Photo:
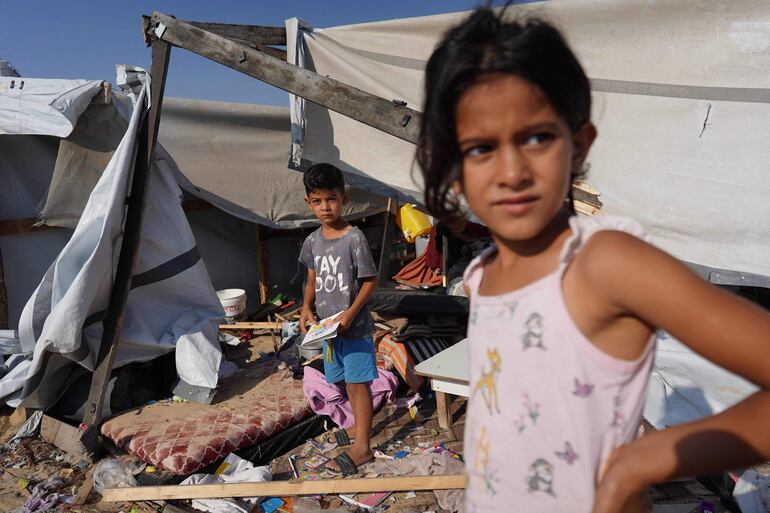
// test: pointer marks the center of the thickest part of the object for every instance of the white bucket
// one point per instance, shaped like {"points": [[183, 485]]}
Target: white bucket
{"points": [[233, 301]]}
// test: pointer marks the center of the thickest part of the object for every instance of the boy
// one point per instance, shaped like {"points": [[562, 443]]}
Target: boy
{"points": [[341, 276]]}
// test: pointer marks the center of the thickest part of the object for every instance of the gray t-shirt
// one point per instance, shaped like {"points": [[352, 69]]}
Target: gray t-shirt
{"points": [[340, 264]]}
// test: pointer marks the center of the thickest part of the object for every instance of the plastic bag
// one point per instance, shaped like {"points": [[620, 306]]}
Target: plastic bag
{"points": [[114, 473]]}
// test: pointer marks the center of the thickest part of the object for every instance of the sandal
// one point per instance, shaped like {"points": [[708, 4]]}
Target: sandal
{"points": [[342, 437], [338, 436], [345, 462]]}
* * * * * * *
→ **Action item**
Return, word for word, the lines of the data above from the line with "instance of the boy" through the line with "the plastic bag", inclusive.

→ **Output below**
// test: pointer marks the center of the thickest part of the object for every instance of the boy
// one point per instance, shaped like {"points": [[562, 443]]}
Target: boy
{"points": [[341, 276]]}
// test: pointer marks the center of the thickest part of the object for every instance of the gray t-shirt
// one point per instance, shaped like {"points": [[352, 69]]}
Target: gray t-shirt
{"points": [[340, 264]]}
// test: pointer marks the center of the thickest part of the object for every instance of the plastic bag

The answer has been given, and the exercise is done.